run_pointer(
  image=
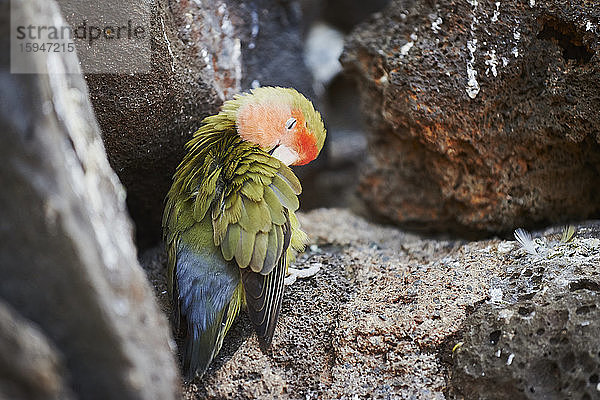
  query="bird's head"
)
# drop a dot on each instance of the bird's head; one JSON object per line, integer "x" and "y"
{"x": 282, "y": 122}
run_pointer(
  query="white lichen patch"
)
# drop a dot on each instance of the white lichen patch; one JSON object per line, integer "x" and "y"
{"x": 435, "y": 25}
{"x": 496, "y": 12}
{"x": 406, "y": 48}
{"x": 492, "y": 62}
{"x": 505, "y": 247}
{"x": 472, "y": 87}
{"x": 496, "y": 295}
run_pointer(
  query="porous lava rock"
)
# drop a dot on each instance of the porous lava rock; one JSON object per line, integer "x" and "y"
{"x": 202, "y": 54}
{"x": 67, "y": 258}
{"x": 538, "y": 337}
{"x": 484, "y": 114}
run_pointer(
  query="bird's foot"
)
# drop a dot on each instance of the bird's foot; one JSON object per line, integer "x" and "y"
{"x": 295, "y": 273}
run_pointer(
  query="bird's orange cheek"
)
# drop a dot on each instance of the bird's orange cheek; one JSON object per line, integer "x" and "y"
{"x": 306, "y": 145}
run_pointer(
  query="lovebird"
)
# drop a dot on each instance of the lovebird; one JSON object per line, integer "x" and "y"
{"x": 229, "y": 223}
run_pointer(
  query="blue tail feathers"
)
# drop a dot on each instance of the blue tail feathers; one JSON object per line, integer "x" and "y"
{"x": 205, "y": 287}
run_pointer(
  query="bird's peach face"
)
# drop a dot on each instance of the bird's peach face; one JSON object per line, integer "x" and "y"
{"x": 281, "y": 131}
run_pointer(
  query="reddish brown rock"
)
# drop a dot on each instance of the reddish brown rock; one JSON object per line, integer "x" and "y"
{"x": 484, "y": 114}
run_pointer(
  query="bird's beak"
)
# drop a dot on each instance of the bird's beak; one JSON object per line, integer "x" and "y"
{"x": 285, "y": 155}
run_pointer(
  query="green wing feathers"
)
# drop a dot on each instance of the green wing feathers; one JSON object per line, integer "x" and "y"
{"x": 248, "y": 221}
{"x": 248, "y": 198}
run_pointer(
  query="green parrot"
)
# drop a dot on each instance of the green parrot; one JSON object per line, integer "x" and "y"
{"x": 229, "y": 224}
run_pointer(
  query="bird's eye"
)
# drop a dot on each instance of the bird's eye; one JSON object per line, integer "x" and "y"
{"x": 290, "y": 123}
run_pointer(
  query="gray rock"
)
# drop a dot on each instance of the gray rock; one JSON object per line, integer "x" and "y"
{"x": 203, "y": 53}
{"x": 482, "y": 113}
{"x": 67, "y": 258}
{"x": 30, "y": 366}
{"x": 381, "y": 318}
{"x": 539, "y": 339}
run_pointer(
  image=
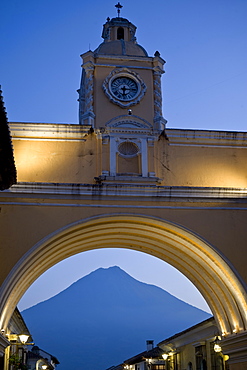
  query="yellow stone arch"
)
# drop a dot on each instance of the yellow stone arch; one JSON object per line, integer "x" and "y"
{"x": 190, "y": 254}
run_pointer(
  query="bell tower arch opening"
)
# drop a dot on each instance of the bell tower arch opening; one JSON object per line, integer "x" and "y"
{"x": 195, "y": 258}
{"x": 120, "y": 33}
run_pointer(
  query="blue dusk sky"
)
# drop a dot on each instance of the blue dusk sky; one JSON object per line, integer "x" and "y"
{"x": 204, "y": 87}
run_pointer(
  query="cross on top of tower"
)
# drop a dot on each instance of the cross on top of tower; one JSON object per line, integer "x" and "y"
{"x": 118, "y": 6}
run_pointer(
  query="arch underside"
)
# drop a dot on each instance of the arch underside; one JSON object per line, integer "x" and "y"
{"x": 187, "y": 252}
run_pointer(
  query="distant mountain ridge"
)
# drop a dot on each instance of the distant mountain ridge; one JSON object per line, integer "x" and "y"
{"x": 106, "y": 317}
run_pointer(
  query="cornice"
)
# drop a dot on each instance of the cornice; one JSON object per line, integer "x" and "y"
{"x": 75, "y": 132}
{"x": 132, "y": 190}
{"x": 207, "y": 138}
{"x": 47, "y": 131}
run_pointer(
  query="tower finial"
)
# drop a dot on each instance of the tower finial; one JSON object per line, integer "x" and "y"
{"x": 118, "y": 6}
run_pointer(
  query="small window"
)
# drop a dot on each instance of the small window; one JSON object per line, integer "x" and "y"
{"x": 128, "y": 149}
{"x": 120, "y": 33}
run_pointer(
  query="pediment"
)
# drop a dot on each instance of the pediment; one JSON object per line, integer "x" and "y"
{"x": 128, "y": 122}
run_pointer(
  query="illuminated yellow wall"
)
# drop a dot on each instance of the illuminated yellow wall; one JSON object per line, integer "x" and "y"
{"x": 182, "y": 158}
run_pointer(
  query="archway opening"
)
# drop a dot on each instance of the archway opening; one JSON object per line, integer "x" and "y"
{"x": 191, "y": 255}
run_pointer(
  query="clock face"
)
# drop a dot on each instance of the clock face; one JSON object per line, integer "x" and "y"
{"x": 124, "y": 88}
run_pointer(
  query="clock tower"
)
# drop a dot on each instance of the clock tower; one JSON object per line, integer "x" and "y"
{"x": 120, "y": 100}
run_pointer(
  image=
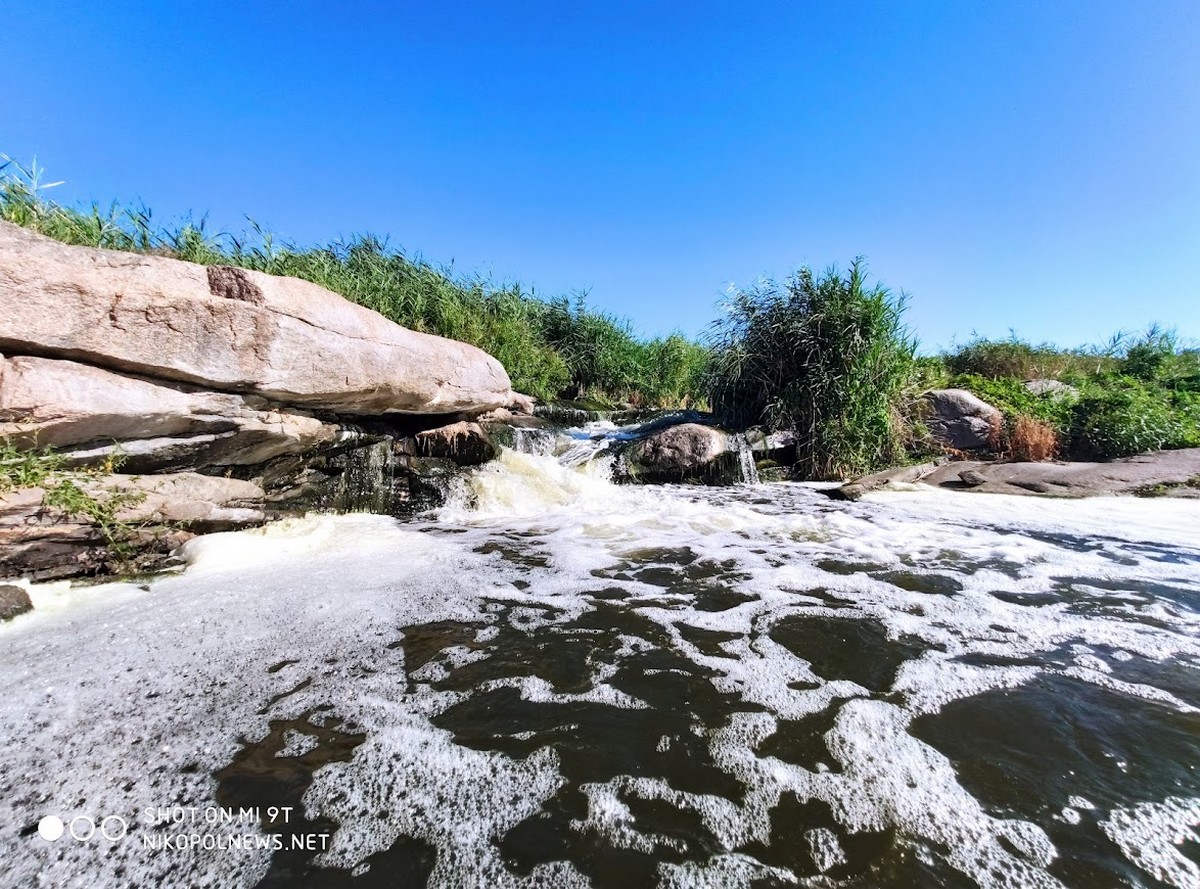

• **Work instructions**:
Gather every line above that contains the string "underside", treating uppercase and lowercase as different.

• **Answer to the problem**:
  query="arch underside"
# drop a dot on each instance of the arch underside; one JSON object per line, integer "x" and "y"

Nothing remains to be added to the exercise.